• **Instruction 1**
In the Bid Day story, switch "campus" to "the student center" and write out the passage again, starting with "and still... no" and going on through "join our sisters!".
Given passage START
Currently, I AM THAT DUCK. Please finish your story =] (and thanks to my mom for that wonderful quote) |
i've checked this thread like 260 times today...
and still... no update. |
Bid Day
I woke up just knowing I was getting a bid from serena. I let them know I loved them and got to know the girls so on such a diferent level. it was not 'girls I got to know at recuitment'. It was girls I wanted to share my life and memories with. I was so excited. I dressed up in clothes I wanted to wear for Serena. I had never been so excited to walk the long walk to campus as this day. I walked to my group leader, they gave me an envelopeand told me to sit on it (they did not want us to try to decipher where we got a bid to till they did their speel). my leaders revealed themeselves (a Marissa and a Ryan). They talked about hw much they enjoyed this process with us andtold us as soon as we opened up our envelopes to RUN to the house to join our sisters!
Given passage END
• **Instruction 2**
Report every line of the rows below that contains the string "prompts". Case counts.
Task inputs START
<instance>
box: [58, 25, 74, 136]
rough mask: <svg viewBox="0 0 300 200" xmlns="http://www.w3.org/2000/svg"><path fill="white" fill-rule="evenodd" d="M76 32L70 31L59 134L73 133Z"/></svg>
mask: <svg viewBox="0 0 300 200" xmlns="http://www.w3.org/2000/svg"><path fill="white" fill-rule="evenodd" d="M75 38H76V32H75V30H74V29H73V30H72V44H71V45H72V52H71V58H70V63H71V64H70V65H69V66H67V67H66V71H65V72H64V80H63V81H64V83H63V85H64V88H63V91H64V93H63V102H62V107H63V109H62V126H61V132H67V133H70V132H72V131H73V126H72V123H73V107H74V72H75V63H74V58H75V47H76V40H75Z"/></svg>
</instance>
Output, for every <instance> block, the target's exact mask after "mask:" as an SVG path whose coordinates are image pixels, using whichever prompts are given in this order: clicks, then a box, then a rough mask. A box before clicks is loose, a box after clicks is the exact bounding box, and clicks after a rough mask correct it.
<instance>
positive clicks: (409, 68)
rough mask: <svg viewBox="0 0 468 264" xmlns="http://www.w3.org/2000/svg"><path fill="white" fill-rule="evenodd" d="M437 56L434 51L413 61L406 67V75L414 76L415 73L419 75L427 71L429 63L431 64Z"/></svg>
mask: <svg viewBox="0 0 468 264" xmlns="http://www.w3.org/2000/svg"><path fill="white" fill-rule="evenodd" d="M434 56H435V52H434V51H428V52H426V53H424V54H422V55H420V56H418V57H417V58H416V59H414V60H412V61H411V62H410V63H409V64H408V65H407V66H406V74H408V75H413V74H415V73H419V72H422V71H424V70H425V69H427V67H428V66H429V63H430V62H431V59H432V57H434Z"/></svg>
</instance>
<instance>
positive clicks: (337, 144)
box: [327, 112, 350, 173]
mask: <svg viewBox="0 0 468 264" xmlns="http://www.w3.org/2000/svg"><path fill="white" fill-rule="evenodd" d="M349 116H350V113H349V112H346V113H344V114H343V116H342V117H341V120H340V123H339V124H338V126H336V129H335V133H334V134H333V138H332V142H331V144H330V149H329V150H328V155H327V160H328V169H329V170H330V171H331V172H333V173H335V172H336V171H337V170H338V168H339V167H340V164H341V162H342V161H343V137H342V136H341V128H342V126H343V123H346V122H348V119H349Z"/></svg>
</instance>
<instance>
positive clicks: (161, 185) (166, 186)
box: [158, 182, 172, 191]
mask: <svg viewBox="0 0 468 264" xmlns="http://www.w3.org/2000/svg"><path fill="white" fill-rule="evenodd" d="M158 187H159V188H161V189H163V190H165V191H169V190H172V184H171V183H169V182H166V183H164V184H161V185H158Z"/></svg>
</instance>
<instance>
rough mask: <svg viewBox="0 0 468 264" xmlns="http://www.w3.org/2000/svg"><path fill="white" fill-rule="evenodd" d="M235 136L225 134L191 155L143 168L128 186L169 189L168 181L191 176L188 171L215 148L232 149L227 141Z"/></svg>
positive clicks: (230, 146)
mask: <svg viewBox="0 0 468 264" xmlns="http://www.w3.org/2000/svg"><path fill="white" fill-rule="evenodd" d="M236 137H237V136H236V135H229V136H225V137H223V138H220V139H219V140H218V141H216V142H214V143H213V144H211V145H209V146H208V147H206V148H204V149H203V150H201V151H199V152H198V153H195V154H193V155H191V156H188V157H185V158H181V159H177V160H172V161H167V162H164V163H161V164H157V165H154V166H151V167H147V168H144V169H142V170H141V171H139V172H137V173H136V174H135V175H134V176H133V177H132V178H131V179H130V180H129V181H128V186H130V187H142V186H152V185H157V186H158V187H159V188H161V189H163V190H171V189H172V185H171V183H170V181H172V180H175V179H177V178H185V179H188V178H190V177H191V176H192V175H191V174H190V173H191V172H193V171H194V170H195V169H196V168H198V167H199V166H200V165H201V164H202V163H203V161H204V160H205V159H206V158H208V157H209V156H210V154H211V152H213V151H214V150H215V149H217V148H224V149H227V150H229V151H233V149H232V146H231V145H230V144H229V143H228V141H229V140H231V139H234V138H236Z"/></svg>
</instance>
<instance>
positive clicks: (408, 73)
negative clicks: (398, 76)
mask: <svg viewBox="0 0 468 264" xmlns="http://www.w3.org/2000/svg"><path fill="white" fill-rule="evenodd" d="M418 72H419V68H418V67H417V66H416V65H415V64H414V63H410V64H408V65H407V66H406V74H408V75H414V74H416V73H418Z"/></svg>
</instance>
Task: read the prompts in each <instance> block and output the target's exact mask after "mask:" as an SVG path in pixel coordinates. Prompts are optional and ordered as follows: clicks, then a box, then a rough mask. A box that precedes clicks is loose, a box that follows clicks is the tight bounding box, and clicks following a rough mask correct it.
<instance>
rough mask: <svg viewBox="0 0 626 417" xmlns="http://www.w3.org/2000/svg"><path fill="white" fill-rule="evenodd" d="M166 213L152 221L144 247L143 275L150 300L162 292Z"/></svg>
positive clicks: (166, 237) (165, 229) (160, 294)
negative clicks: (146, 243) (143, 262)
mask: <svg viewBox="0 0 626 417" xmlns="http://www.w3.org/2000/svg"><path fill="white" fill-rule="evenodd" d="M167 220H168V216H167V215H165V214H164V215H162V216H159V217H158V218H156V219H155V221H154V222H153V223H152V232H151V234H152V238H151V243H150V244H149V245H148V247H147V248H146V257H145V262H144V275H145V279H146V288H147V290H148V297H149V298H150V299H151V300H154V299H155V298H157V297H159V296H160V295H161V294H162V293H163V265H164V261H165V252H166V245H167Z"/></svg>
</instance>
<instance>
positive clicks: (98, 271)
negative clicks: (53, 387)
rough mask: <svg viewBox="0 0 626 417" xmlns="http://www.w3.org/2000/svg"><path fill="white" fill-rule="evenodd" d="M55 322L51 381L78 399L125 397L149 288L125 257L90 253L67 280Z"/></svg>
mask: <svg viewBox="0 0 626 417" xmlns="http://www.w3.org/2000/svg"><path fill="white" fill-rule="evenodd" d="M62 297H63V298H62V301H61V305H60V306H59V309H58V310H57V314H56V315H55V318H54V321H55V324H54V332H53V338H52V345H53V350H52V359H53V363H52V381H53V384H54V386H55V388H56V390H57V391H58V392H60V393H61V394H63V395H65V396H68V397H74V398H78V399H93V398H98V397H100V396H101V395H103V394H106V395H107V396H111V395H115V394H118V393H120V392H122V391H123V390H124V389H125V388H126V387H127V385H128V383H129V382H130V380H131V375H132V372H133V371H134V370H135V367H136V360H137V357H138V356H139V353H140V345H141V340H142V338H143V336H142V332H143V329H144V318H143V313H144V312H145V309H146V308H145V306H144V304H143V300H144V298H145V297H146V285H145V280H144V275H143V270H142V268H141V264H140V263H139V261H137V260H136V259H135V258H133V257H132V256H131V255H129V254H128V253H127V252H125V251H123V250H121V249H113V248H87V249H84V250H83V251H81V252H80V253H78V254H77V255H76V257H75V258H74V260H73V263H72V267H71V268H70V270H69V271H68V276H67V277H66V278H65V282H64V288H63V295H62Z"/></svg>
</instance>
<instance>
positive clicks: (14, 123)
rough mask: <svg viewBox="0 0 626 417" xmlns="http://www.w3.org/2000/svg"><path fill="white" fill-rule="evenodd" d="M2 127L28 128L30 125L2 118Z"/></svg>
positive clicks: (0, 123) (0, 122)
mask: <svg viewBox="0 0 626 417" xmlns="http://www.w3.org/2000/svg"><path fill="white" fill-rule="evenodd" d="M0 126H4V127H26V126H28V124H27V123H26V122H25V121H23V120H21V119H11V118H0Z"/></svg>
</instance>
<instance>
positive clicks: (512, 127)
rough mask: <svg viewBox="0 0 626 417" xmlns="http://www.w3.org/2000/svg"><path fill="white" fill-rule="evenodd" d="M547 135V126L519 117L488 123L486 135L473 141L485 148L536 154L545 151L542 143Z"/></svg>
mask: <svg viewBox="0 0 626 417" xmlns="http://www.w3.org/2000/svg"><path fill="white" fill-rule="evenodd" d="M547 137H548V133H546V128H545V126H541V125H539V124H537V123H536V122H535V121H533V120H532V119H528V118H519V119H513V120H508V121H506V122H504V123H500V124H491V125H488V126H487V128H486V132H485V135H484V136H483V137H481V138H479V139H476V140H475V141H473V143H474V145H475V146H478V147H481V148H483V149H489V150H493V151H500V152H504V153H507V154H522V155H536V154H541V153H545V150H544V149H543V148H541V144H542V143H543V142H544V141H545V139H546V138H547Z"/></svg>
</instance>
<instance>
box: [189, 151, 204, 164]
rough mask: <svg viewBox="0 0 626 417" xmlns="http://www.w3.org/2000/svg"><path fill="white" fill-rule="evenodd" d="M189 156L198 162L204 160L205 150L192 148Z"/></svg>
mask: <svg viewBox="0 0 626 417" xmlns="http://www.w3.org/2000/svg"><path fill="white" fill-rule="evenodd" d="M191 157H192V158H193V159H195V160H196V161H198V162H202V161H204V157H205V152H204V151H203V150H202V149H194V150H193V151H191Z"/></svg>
Task inputs END
• **Your solution 1**
and still... no update. |
Bid Day
I woke up just knowing I was getting a bid from serena. I let them know I loved them and got to know the girls so on such a diferent level. it was not 'girls I got to know at recuitment'. It was girls I wanted to share my life and memories with. I was so excited. I dressed up in clothes I wanted to wear for Serena. I had never been so excited to walk the long walk to the student center as this day. I walked to my group leader, they gave me an envelopeand told me to sit on it (they did not want us to try to decipher where we got a bid to till they did their speel). my leaders revealed themeselves (a Marissa and a Ryan). They talked about hw much they enjoyed this process with us andtold us as soon as we opened up our envelopes to RUN to the house to join our sisters!

• **Your solution 2**
Output, for every <instance> block, the target's exact mask after "mask:" as an SVG path whose coordinates are image pixels, using whichever prompts are given in this order: clicks, then a box, then a rough mask. A box before clicks is loose, a box after clicks is the exact bounding box, and clicks after a rough mask correct it.
Task: read the prompts in each <instance> block and output the target's exact mask after "mask:" as an SVG path in pixel coordinates. Prompts are optional and ordered as follows: clicks, then a box, then a rough mask. A box that precedes clicks is loose, a box that follows clicks is the tight bounding box, and clicks following a rough mask correct it.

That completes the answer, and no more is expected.